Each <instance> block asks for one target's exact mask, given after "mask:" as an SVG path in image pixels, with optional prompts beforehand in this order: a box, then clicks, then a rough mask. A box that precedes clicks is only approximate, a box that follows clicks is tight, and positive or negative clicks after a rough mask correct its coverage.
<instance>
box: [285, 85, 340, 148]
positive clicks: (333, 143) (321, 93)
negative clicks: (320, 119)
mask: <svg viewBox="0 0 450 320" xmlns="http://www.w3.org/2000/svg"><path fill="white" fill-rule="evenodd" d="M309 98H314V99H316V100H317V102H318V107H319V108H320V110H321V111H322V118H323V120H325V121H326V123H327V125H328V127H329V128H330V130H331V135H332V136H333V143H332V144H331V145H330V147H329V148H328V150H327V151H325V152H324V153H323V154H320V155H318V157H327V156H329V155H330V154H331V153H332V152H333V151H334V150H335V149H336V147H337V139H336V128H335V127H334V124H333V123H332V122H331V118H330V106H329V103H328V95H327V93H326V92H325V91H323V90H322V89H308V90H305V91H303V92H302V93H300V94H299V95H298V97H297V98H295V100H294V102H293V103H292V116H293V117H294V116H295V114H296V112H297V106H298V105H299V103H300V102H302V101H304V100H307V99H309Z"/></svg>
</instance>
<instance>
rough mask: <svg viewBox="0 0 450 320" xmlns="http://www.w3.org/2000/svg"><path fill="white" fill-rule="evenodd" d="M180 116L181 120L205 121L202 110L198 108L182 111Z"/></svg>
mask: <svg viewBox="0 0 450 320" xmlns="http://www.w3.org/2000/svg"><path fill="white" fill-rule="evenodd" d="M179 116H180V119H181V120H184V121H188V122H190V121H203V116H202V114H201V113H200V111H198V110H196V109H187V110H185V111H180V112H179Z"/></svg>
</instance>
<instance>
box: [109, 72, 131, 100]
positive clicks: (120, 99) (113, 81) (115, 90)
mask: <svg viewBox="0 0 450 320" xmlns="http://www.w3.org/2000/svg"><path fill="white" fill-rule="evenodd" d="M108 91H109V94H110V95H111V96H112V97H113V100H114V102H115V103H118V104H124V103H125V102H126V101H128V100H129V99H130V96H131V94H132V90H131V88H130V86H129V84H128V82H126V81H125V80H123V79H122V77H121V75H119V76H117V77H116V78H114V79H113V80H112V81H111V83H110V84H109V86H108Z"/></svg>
=-=-=
# Work required
Each line of the data is to be retyped exactly.

# Your solution
Each <instance> block asks for one target's exact mask, given after "mask:" as an SVG path in image pixels, with optional prompts beforehand in this order: a box, then clicks, then a rough mask. A box that precedes clicks is only approximate, a box that follows clicks is tight, and positive or negative clicks after a rough mask correct its coverage.
<instance>
box: [285, 85, 340, 148]
positive clicks: (333, 143) (321, 93)
negative clicks: (320, 119)
mask: <svg viewBox="0 0 450 320" xmlns="http://www.w3.org/2000/svg"><path fill="white" fill-rule="evenodd" d="M309 98H314V99H316V100H317V102H318V107H319V108H320V110H321V111H322V118H323V120H325V121H326V123H327V125H328V127H329V128H330V130H331V135H332V136H333V143H332V144H331V145H330V147H329V148H328V150H327V151H325V152H324V153H323V154H320V155H318V157H327V156H329V155H330V154H331V153H332V152H333V151H334V150H335V149H336V147H337V139H336V128H335V127H334V124H333V123H332V122H331V118H330V106H329V103H328V95H327V93H326V92H325V91H323V90H322V89H308V90H305V91H303V92H302V93H300V94H299V95H298V97H297V98H295V100H294V102H293V103H292V116H293V117H294V116H295V114H296V112H297V106H298V105H299V103H300V102H302V101H304V100H307V99H309Z"/></svg>
</instance>
<instance>
rough mask: <svg viewBox="0 0 450 320" xmlns="http://www.w3.org/2000/svg"><path fill="white" fill-rule="evenodd" d="M180 116L181 120L205 121L202 110L198 108L182 111Z"/></svg>
mask: <svg viewBox="0 0 450 320" xmlns="http://www.w3.org/2000/svg"><path fill="white" fill-rule="evenodd" d="M179 116H180V119H181V120H184V121H188V122H190V121H203V116H202V114H201V113H200V111H198V110H196V109H187V110H185V111H180V112H179Z"/></svg>
</instance>
<instance>
box: [109, 72, 131, 100]
positive clicks: (120, 99) (113, 81) (115, 90)
mask: <svg viewBox="0 0 450 320" xmlns="http://www.w3.org/2000/svg"><path fill="white" fill-rule="evenodd" d="M108 91H109V94H110V95H111V96H112V97H113V100H114V102H115V103H118V104H124V103H125V102H126V101H128V100H129V99H130V96H131V94H132V90H131V88H130V86H129V84H128V82H126V81H125V80H123V79H122V77H121V75H119V76H117V77H116V78H114V79H113V80H112V81H111V83H110V84H109V86H108Z"/></svg>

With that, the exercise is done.